• Problem description
Output the material exactly, keeping every line intact.

* * *

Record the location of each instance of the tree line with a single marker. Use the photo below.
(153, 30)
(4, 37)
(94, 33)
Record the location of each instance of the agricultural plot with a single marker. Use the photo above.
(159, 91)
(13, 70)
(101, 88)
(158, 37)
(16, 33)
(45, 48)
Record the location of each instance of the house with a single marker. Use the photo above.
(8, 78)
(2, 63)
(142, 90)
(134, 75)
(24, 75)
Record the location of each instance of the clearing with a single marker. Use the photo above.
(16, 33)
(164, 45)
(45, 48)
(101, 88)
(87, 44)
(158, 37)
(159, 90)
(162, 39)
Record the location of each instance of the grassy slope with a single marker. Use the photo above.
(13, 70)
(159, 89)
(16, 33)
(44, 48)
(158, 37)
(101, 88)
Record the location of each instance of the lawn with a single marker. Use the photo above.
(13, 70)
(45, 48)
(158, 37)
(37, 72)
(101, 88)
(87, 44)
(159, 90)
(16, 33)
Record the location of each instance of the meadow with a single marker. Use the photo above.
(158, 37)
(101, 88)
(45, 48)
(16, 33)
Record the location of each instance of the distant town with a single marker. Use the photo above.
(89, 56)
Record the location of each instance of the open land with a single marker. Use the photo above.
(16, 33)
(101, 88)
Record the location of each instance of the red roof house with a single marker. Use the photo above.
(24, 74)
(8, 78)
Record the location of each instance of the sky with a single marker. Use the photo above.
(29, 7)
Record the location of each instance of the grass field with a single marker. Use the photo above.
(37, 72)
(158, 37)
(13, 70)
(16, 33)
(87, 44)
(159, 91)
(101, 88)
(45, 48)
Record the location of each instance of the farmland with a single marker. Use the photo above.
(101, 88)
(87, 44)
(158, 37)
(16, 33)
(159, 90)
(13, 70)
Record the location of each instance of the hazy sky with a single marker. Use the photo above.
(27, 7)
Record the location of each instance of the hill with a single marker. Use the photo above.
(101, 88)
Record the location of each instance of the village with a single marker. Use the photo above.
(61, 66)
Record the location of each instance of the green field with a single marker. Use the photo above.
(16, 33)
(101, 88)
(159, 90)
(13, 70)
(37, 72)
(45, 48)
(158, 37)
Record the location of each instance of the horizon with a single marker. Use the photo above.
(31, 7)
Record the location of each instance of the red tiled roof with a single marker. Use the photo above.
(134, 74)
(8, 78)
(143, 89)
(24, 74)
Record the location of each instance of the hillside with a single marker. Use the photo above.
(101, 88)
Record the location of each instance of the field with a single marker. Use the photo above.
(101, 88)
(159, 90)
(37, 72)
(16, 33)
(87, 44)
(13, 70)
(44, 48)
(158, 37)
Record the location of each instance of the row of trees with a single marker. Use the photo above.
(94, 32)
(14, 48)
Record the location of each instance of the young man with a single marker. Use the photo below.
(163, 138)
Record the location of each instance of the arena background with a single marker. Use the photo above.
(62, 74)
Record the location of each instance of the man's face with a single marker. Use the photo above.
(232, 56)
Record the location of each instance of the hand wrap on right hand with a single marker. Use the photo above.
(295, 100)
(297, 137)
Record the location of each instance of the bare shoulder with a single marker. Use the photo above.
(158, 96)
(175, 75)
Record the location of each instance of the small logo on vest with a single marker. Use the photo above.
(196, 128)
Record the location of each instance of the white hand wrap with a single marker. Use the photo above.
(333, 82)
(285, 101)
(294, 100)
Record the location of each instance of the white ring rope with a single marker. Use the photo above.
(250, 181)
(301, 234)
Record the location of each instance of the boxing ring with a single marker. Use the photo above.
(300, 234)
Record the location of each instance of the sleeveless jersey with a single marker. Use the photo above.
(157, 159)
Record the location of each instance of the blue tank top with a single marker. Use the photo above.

* * *

• Exercise output
Record the location of each instance of the tree line with a single marker. Use the photo below.
(153, 30)
(4, 37)
(94, 33)
Record the location of each instance of the agricultural plot with a single marker. Use the photo above.
(159, 91)
(13, 70)
(101, 88)
(158, 37)
(16, 33)
(45, 48)
Record the location of each instance of the house with a single marker. Use the photo above.
(8, 78)
(2, 63)
(142, 90)
(134, 75)
(24, 75)
Record the location of each instance of the clearing with a single marker. Use the photo above.
(16, 33)
(164, 45)
(45, 48)
(101, 88)
(87, 44)
(158, 37)
(159, 90)
(162, 39)
Record the location of each instance of the grassy slope with a single marker. Use the photo above.
(13, 70)
(159, 89)
(16, 33)
(44, 48)
(158, 37)
(101, 88)
Record the location of each instance of the lawn with a single marker. Use the photo above.
(13, 70)
(45, 48)
(158, 37)
(37, 72)
(101, 88)
(87, 44)
(159, 90)
(16, 33)
Record the location of each instance of the meadow with a single marker. Use the photo above.
(158, 37)
(101, 88)
(45, 48)
(16, 33)
Record the location of each instance of the distant town with a single marker. Use the photo above.
(89, 56)
Record the location of each instance of the open land with a single marker. Use the photo above.
(16, 33)
(101, 88)
Record the location of each instance of the red roof house with a single marker. Use the photo above.
(24, 74)
(8, 78)
Record the location of each instance of the sky with a single marker. Use the photo above.
(29, 7)
Record the location of each instance of the grass field with a single marker. Use the photo above.
(37, 72)
(158, 37)
(13, 70)
(16, 33)
(87, 44)
(159, 91)
(101, 88)
(45, 48)
Record the location of each instance of the farmland with a single marker. Use the photo above.
(101, 88)
(87, 44)
(158, 37)
(16, 33)
(159, 90)
(13, 70)
Record the location of each instance of the hazy sky with a single marker. Use the photo above.
(27, 7)
Record the location of each instance of the hill with a single marker. Use the photo above.
(101, 88)
Record the location of each instance of the village with a single marker. Use the photo above.
(61, 66)
Record the location of each instance of the green field with a single marker. Use the photo above.
(16, 33)
(101, 88)
(159, 90)
(13, 70)
(37, 72)
(45, 48)
(158, 37)
Record the location of each instance of the horizon with a single marker. Use the photo above.
(31, 7)
Record the location of each instance of the red tiled roof with a single marker. Use the photo above.
(134, 74)
(8, 78)
(143, 89)
(24, 74)
Record the location of each instance of the hillside with a single marker. Use the photo above.
(101, 88)
Record the location of each instance of the field with a single marker. Use the photo above.
(101, 88)
(159, 90)
(37, 72)
(16, 33)
(87, 44)
(13, 70)
(44, 48)
(158, 37)
Record the location of each instance of the row of trees with a single marker. Use the photo above.
(94, 32)
(14, 48)
Record the location of each instance of the young man with a single marker. Use the photo below.
(163, 138)
Record the location of each instance of the arena background with a single marker. Use the photo above.
(62, 74)
Record the location of each instance of the man's face with a single marker. Use the photo above.
(232, 56)
Record the location of each instance of the hand wrap on right hand with a single marker. Use the photo above.
(295, 100)
(297, 137)
Record the location of each instance of the bare shoulder with a single marker. Use the photo above.
(158, 96)
(175, 75)
Record the location of each instance of the small logo on vest with a single marker. Use the photo above.
(196, 128)
Record the location of each instance of the white hand wrap with a single marker. Use the photo above.
(333, 82)
(285, 101)
(294, 100)
Record the location of each instance of the white ring rope with a single marker. Use the photo above.
(250, 181)
(301, 234)
Record the location of each instance of the boxing ring with a single marker. Use the photo above.
(300, 234)
Record the location of each instance of the sleeveless jersey with a single marker. Use the photo above.
(157, 159)
Record the location of each instance of the blue tank top with a single marker. Use the photo above.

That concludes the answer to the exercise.